- Selected extract:
+++++

ATLANTA (Reuters) - From rising wages to a slowdown in housing, economic evidence is mounting that the U.S. Federal Reserve is at or near a neutral level of interest rates where it can take stock of where the economy stands before deciding on its next moves, Cleveland Federal Reserve president Loretta Mester said on Friday.
The comments from a usually hawkish reserve bank president, made in an interview on the sidelines of the American Economic Association annual meeting, add to the sense that the roughly quarterly pace of rate hikes enacted by the Fed for the past two years may take a pause this year absent a surprise jump in inflation or faster-than-expected economic growth.
“We are in a new world,” Mester said, where the obvious need to raise rates has given way to a situation where economic growth is expected to slow, wages are rising on the basis of low unemployment, interest rate sensitive sectors of the economy like housing have ebbed, and the unemployment rate has roughly “stabilized” at a low level.
Taken together, Mester said, those are the sorts of developments one would expect in an economy where interest rates were near a neutral level that was neither encouraging nor holding back economic activity.

+++++

- Dataset extract:
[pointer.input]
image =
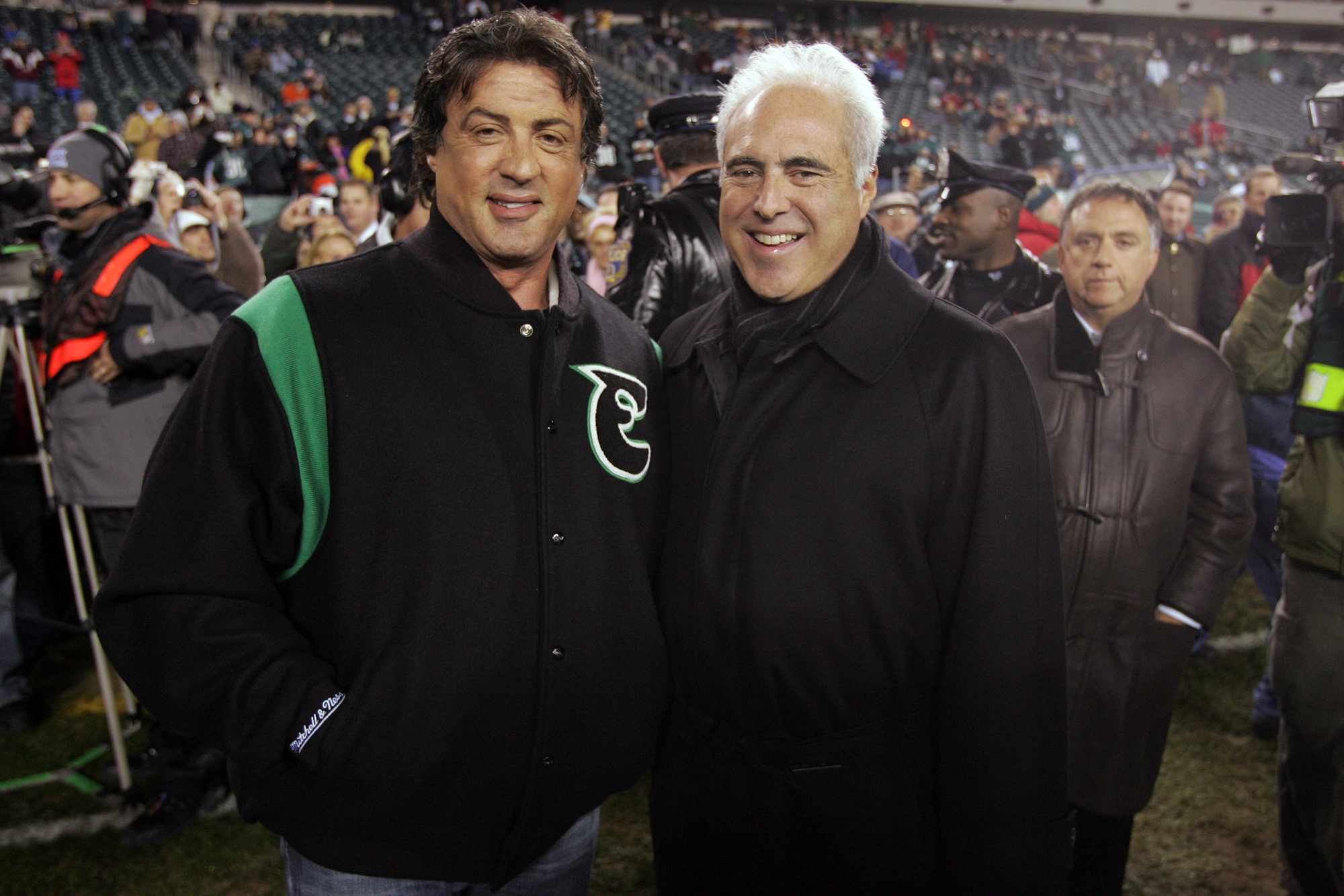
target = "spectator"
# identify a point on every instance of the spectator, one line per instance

+++++

- Work required: Print the passage from the news report on Loretta Mester's interest rate comments, starting at "ATLANTA (Reuters) - From" and ending at "faster-than-expected economic growth.". Nothing in the listing matters here.

- The output:
ATLANTA (Reuters) - From rising wages to a slowdown in housing, economic evidence is mounting that the U.S. Federal Reserve is at or near a neutral level of interest rates where it can take stock of where the economy stands before deciding on its next moves, Cleveland Federal Reserve president Loretta Mester said on Friday.
The comments from a usually hawkish reserve bank president, made in an interview on the sidelines of the American Economic Association annual meeting, add to the sense that the roughly quarterly pace of rate hikes enacted by the Fed for the past two years may take a pause this year absent a surprise jump in inflation or faster-than-expected economic growth.